> [Exercise]:
Using the data that follows, return exactly the lines from the one that contains "Where can you find the asphalt" through the one that contains "<point>758,10</point>", ends included.

──────────

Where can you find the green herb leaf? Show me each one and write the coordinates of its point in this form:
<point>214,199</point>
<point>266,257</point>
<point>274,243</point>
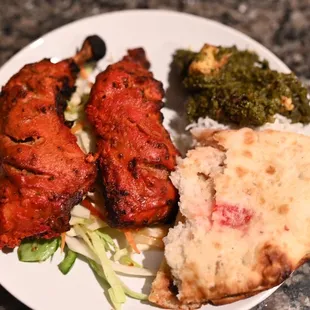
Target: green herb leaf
<point>37,250</point>
<point>66,265</point>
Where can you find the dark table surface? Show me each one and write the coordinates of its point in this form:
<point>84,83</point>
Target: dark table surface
<point>283,26</point>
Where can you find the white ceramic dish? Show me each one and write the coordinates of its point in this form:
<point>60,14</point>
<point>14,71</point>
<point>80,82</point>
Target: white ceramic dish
<point>42,286</point>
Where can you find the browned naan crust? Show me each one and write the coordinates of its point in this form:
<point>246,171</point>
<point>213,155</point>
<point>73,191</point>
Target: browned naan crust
<point>274,258</point>
<point>163,292</point>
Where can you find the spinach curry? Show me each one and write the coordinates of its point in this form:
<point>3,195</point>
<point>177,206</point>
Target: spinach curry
<point>233,86</point>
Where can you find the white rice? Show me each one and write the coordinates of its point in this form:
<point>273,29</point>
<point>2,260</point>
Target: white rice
<point>281,123</point>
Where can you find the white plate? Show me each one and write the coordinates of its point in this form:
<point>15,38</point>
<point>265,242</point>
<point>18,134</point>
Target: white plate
<point>42,286</point>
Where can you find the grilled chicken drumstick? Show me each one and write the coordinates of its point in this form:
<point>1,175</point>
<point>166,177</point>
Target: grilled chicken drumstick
<point>135,151</point>
<point>43,172</point>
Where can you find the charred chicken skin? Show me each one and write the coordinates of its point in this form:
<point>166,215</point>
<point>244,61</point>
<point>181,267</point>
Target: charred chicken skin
<point>43,172</point>
<point>136,154</point>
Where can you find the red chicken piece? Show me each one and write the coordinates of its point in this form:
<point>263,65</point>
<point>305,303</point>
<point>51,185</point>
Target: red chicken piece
<point>136,154</point>
<point>43,172</point>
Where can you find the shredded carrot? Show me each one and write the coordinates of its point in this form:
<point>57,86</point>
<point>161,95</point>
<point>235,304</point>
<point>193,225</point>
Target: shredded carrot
<point>94,211</point>
<point>77,127</point>
<point>84,74</point>
<point>63,242</point>
<point>131,241</point>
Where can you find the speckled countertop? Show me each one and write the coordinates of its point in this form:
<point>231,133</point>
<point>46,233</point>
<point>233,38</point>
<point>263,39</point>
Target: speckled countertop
<point>283,26</point>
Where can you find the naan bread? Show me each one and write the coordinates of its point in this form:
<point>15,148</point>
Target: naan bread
<point>245,196</point>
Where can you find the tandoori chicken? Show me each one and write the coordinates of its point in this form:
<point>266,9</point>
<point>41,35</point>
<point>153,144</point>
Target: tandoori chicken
<point>43,172</point>
<point>135,152</point>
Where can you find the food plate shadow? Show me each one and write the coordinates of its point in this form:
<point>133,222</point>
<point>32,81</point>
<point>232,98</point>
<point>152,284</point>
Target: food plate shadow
<point>152,260</point>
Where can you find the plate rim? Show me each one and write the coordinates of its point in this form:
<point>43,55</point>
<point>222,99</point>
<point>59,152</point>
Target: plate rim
<point>34,44</point>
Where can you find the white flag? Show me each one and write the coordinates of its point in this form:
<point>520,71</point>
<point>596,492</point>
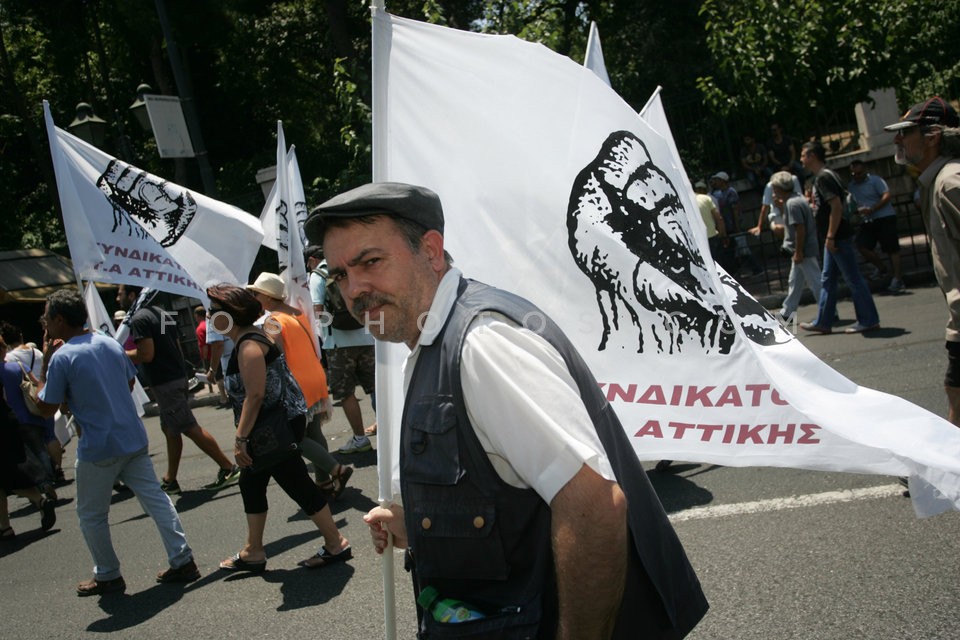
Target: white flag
<point>100,321</point>
<point>593,59</point>
<point>554,188</point>
<point>127,226</point>
<point>282,219</point>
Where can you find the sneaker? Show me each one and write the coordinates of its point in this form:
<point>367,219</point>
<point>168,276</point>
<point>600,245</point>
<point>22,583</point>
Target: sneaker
<point>48,516</point>
<point>225,477</point>
<point>170,487</point>
<point>815,328</point>
<point>359,444</point>
<point>786,320</point>
<point>860,328</point>
<point>869,271</point>
<point>100,587</point>
<point>186,573</point>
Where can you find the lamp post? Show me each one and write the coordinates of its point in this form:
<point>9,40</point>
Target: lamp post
<point>88,126</point>
<point>139,106</point>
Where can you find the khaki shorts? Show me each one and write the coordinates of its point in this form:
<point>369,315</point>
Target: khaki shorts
<point>351,367</point>
<point>174,404</point>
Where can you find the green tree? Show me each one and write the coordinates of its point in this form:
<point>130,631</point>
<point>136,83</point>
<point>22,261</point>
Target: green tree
<point>809,62</point>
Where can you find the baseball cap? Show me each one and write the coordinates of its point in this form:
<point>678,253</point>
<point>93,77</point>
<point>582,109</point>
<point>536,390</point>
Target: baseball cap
<point>782,180</point>
<point>934,110</point>
<point>269,284</point>
<point>396,199</point>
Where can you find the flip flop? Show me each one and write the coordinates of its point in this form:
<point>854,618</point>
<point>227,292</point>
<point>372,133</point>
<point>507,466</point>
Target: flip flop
<point>326,558</point>
<point>341,480</point>
<point>236,563</point>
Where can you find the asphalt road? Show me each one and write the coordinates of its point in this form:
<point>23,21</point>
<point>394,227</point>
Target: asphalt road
<point>779,556</point>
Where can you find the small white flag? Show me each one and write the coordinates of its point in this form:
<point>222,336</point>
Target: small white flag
<point>127,226</point>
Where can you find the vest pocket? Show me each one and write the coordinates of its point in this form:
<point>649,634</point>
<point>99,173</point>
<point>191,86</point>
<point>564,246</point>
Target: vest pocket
<point>519,623</point>
<point>456,538</point>
<point>432,454</point>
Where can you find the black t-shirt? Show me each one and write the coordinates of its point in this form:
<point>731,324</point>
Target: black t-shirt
<point>781,151</point>
<point>827,186</point>
<point>167,364</point>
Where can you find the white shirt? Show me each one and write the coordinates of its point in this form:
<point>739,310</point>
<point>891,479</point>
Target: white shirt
<point>521,399</point>
<point>32,359</point>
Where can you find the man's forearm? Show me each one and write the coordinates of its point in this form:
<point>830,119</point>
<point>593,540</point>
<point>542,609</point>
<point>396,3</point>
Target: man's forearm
<point>589,521</point>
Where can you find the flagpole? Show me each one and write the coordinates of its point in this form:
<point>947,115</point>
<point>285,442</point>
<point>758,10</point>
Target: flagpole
<point>379,171</point>
<point>653,96</point>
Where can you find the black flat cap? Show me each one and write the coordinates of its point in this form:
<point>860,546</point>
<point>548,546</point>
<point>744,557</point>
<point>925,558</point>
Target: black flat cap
<point>417,204</point>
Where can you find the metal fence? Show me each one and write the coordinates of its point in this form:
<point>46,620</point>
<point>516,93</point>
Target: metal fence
<point>914,250</point>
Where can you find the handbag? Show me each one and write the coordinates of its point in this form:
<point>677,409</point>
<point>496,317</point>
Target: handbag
<point>28,388</point>
<point>272,438</point>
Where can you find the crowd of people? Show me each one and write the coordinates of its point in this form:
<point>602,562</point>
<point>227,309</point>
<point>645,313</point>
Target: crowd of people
<point>836,228</point>
<point>491,516</point>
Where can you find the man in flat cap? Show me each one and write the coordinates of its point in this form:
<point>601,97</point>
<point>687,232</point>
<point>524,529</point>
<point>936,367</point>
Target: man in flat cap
<point>515,473</point>
<point>929,140</point>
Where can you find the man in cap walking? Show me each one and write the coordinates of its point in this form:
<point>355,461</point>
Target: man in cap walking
<point>928,139</point>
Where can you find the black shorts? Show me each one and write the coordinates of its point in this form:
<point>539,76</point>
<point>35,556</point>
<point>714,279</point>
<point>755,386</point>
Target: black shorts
<point>952,378</point>
<point>881,230</point>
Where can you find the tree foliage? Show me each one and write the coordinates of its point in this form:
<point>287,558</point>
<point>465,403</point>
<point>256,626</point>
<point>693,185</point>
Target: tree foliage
<point>811,61</point>
<point>307,63</point>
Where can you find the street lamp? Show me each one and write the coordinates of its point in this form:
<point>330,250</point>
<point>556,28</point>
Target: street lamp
<point>139,106</point>
<point>88,126</point>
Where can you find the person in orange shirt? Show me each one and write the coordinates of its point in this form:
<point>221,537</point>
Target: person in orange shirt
<point>291,331</point>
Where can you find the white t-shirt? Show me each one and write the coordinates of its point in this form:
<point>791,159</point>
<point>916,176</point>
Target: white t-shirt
<point>31,358</point>
<point>521,399</point>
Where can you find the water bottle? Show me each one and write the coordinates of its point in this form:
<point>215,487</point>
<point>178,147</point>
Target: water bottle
<point>447,610</point>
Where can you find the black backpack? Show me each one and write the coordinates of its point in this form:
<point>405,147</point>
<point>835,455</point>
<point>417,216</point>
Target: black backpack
<point>334,308</point>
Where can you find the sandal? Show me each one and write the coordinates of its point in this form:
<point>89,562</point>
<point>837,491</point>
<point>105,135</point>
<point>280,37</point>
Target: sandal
<point>341,479</point>
<point>324,558</point>
<point>334,487</point>
<point>236,563</point>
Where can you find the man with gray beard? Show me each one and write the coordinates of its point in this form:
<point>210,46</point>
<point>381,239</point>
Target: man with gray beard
<point>929,140</point>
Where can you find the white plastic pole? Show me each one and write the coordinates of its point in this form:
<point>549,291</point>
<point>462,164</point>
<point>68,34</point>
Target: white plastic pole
<point>379,170</point>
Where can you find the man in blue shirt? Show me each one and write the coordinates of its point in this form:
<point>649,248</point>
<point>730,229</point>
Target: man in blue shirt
<point>92,374</point>
<point>879,222</point>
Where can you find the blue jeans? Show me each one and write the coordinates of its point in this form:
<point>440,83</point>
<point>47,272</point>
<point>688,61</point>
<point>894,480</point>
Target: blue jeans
<point>95,489</point>
<point>844,261</point>
<point>807,272</point>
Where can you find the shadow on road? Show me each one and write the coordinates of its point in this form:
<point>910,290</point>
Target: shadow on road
<point>677,492</point>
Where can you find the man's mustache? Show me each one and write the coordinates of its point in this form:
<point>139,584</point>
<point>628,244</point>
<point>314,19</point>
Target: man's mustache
<point>365,301</point>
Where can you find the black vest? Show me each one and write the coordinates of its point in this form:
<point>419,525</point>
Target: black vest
<point>477,539</point>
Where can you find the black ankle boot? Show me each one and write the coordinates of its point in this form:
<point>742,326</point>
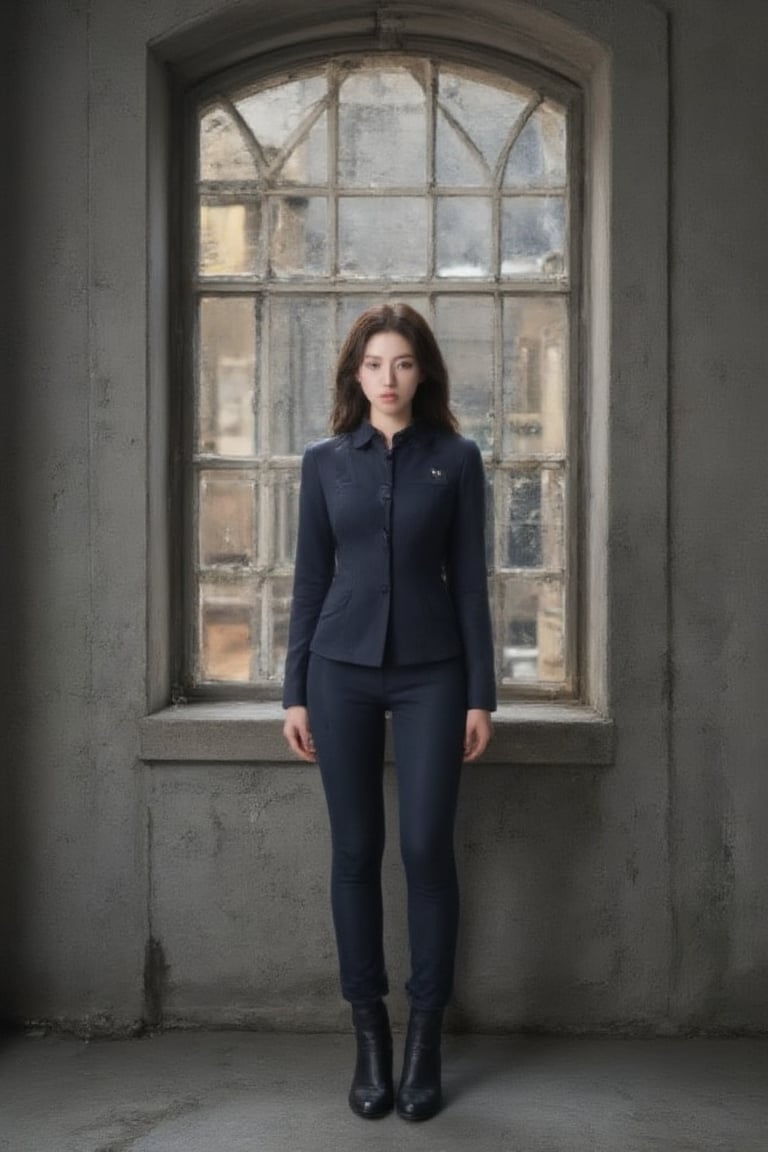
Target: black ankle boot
<point>419,1094</point>
<point>372,1093</point>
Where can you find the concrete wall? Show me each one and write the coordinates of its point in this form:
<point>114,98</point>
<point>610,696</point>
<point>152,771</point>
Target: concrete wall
<point>626,897</point>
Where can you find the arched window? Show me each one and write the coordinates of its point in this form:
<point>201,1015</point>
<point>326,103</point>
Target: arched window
<point>317,194</point>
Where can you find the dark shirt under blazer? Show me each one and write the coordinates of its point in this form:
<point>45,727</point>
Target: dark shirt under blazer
<point>390,558</point>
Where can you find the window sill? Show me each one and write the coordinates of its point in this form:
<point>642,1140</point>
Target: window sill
<point>251,732</point>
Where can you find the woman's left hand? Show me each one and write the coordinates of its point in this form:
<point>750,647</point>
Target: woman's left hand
<point>479,730</point>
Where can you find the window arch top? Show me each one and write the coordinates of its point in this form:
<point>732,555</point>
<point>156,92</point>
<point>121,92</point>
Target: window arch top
<point>395,168</point>
<point>318,192</point>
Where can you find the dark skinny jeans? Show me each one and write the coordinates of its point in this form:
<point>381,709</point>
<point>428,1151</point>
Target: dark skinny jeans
<point>347,705</point>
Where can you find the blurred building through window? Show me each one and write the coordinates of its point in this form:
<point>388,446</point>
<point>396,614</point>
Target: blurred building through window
<point>318,195</point>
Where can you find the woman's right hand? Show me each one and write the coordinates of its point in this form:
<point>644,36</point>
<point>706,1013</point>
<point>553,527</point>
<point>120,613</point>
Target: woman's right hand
<point>296,730</point>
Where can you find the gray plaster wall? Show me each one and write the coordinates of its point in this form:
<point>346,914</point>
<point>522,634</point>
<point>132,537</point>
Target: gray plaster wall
<point>626,897</point>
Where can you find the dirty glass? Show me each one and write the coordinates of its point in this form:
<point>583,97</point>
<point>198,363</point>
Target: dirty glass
<point>483,113</point>
<point>530,509</point>
<point>464,239</point>
<point>299,236</point>
<point>227,517</point>
<point>225,149</point>
<point>299,339</point>
<point>320,194</point>
<point>533,236</point>
<point>275,114</point>
<point>381,130</point>
<point>533,374</point>
<point>464,327</point>
<point>230,236</point>
<point>530,633</point>
<point>538,157</point>
<point>382,239</point>
<point>226,412</point>
<point>226,615</point>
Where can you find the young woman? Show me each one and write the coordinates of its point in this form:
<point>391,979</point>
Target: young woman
<point>390,614</point>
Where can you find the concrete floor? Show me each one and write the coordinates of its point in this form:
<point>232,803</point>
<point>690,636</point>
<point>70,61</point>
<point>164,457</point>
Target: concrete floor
<point>265,1092</point>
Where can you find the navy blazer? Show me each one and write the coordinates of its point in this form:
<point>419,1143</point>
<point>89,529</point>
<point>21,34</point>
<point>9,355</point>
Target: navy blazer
<point>390,560</point>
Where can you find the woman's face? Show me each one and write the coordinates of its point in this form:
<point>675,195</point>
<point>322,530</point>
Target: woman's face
<point>389,376</point>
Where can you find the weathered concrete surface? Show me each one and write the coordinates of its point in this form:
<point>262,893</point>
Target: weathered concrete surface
<point>719,798</point>
<point>195,1092</point>
<point>625,897</point>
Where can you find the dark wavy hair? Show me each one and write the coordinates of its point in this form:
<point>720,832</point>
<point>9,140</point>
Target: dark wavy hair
<point>431,401</point>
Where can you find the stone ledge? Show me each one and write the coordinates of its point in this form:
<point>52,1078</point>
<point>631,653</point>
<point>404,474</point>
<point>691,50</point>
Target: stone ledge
<point>251,732</point>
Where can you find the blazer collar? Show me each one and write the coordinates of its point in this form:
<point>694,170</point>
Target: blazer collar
<point>365,432</point>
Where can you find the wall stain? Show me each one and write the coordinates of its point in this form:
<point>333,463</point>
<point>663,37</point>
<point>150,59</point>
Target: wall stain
<point>156,982</point>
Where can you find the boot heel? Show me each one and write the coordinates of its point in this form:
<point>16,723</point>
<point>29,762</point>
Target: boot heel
<point>371,1094</point>
<point>419,1093</point>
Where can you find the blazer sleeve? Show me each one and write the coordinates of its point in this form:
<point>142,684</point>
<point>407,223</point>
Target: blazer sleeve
<point>314,567</point>
<point>468,582</point>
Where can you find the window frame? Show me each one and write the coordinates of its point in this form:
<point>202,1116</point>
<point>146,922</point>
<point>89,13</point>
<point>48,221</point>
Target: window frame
<point>548,84</point>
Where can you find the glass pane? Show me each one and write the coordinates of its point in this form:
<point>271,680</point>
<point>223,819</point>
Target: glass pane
<point>280,595</point>
<point>533,236</point>
<point>226,622</point>
<point>283,508</point>
<point>230,239</point>
<point>464,327</point>
<point>299,236</point>
<point>227,373</point>
<point>530,529</point>
<point>456,163</point>
<point>223,149</point>
<point>538,159</point>
<point>464,247</point>
<point>382,239</point>
<point>531,644</point>
<point>382,141</point>
<point>308,164</point>
<point>485,112</point>
<point>274,113</point>
<point>227,517</point>
<point>301,369</point>
<point>535,357</point>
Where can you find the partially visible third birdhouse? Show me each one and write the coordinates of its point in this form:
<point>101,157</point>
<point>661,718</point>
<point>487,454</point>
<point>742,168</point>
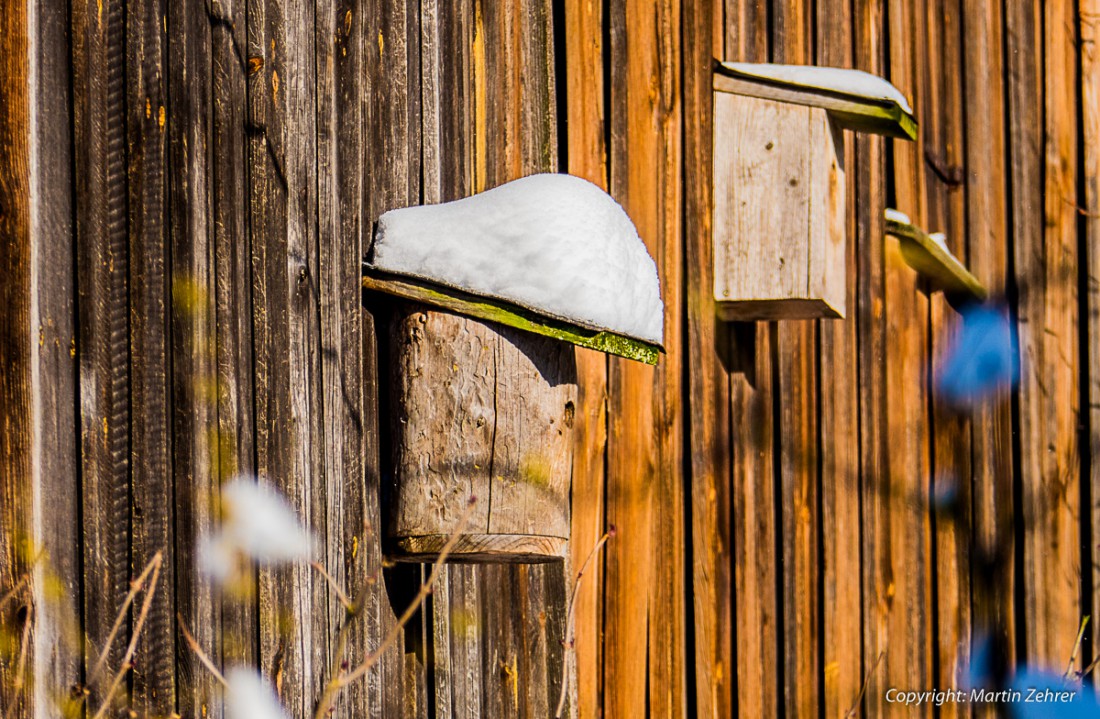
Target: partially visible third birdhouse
<point>779,186</point>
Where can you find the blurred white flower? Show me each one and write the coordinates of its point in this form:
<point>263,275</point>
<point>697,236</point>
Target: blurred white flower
<point>250,697</point>
<point>257,526</point>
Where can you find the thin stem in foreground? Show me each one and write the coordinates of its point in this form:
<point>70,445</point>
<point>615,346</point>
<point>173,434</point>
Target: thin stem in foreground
<point>135,586</point>
<point>342,679</point>
<point>867,679</point>
<point>336,587</point>
<point>1077,646</point>
<point>570,640</point>
<point>198,651</point>
<point>155,566</point>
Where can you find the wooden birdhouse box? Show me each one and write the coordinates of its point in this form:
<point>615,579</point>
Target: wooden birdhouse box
<point>779,185</point>
<point>482,405</point>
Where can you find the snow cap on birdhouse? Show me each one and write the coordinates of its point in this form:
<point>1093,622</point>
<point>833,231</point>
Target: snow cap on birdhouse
<point>779,186</point>
<point>549,253</point>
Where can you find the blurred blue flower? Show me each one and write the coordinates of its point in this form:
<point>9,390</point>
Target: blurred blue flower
<point>1041,693</point>
<point>982,360</point>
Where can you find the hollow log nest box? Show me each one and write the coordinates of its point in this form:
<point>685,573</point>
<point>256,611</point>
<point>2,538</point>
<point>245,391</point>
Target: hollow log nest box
<point>779,188</point>
<point>493,291</point>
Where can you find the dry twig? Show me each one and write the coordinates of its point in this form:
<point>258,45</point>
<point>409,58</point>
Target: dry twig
<point>854,711</point>
<point>154,565</point>
<point>343,678</point>
<point>570,640</point>
<point>198,651</point>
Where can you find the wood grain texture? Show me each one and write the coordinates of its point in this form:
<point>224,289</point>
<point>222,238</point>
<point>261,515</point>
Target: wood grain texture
<point>154,678</point>
<point>1043,128</point>
<point>949,431</point>
<point>901,593</point>
<point>295,639</point>
<point>54,454</point>
<point>1088,14</point>
<point>839,424</point>
<point>102,342</point>
<point>15,344</point>
<point>752,486</point>
<point>502,433</point>
<point>796,398</point>
<point>707,355</point>
<point>870,158</point>
<point>586,153</point>
<point>779,196</point>
<point>232,291</point>
<point>645,500</point>
<point>193,347</point>
<point>989,250</point>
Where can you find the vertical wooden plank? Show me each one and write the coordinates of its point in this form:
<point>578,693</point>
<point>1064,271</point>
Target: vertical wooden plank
<point>586,154</point>
<point>1088,17</point>
<point>988,239</point>
<point>645,565</point>
<point>15,341</point>
<point>515,134</point>
<point>901,589</point>
<point>54,471</point>
<point>1043,129</point>
<point>351,552</point>
<point>294,642</point>
<point>154,677</point>
<point>193,346</point>
<point>102,341</point>
<point>943,128</point>
<point>870,180</point>
<point>707,352</point>
<point>796,402</point>
<point>752,529</point>
<point>839,394</point>
<point>235,449</point>
<point>391,179</point>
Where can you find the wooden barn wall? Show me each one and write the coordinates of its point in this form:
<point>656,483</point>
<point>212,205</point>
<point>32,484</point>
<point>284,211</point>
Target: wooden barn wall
<point>186,189</point>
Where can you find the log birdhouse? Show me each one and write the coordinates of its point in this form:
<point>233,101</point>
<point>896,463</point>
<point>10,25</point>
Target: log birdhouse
<point>482,394</point>
<point>779,186</point>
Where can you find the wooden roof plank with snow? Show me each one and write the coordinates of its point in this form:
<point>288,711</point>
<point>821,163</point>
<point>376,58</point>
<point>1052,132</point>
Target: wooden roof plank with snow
<point>495,310</point>
<point>857,100</point>
<point>550,254</point>
<point>934,261</point>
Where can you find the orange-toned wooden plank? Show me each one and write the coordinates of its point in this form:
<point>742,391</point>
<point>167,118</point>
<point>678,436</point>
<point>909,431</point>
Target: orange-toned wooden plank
<point>1043,128</point>
<point>839,427</point>
<point>792,43</point>
<point>752,480</point>
<point>988,242</point>
<point>1089,14</point>
<point>943,130</point>
<point>708,390</point>
<point>645,603</point>
<point>900,596</point>
<point>586,156</point>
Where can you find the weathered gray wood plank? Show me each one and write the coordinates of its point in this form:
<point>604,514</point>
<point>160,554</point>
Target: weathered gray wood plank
<point>102,342</point>
<point>154,677</point>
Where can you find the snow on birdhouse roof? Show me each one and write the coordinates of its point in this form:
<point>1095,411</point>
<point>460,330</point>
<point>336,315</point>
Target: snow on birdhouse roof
<point>554,244</point>
<point>856,99</point>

──────────

> [Expected answer]:
Where can you find the asphalt road? Show me each one and write the coordinates of its point in this form:
<point>23,21</point>
<point>394,227</point>
Target: asphalt road
<point>779,556</point>
Where can you find the small white flag? Show me each one and write the coordinates of its point in this form:
<point>222,336</point>
Target: small white flag
<point>127,226</point>
Where can you find the vest pocket? Show me each one and write the coordinates of its point in this form:
<point>649,634</point>
<point>99,173</point>
<point>191,86</point>
<point>564,246</point>
Target: vest pocket
<point>519,623</point>
<point>456,538</point>
<point>432,454</point>
Where can you find the black t-shirt? Show me each one and write the coordinates of its point in this form:
<point>731,324</point>
Target: black t-shirt
<point>781,151</point>
<point>827,186</point>
<point>167,364</point>
Where can you find the white shirt? Show me each one and write the coordinates of its point in this form:
<point>739,310</point>
<point>891,479</point>
Target: white shirt
<point>521,399</point>
<point>32,359</point>
Where can you find the man's forearm? Show me each one and write the coordinates of its point in this form:
<point>830,119</point>
<point>593,540</point>
<point>542,609</point>
<point>396,3</point>
Target: man's forearm
<point>589,521</point>
Where can you find the flagpole? Show me each one and write the coordinates of its point in this form:
<point>947,115</point>
<point>285,442</point>
<point>758,10</point>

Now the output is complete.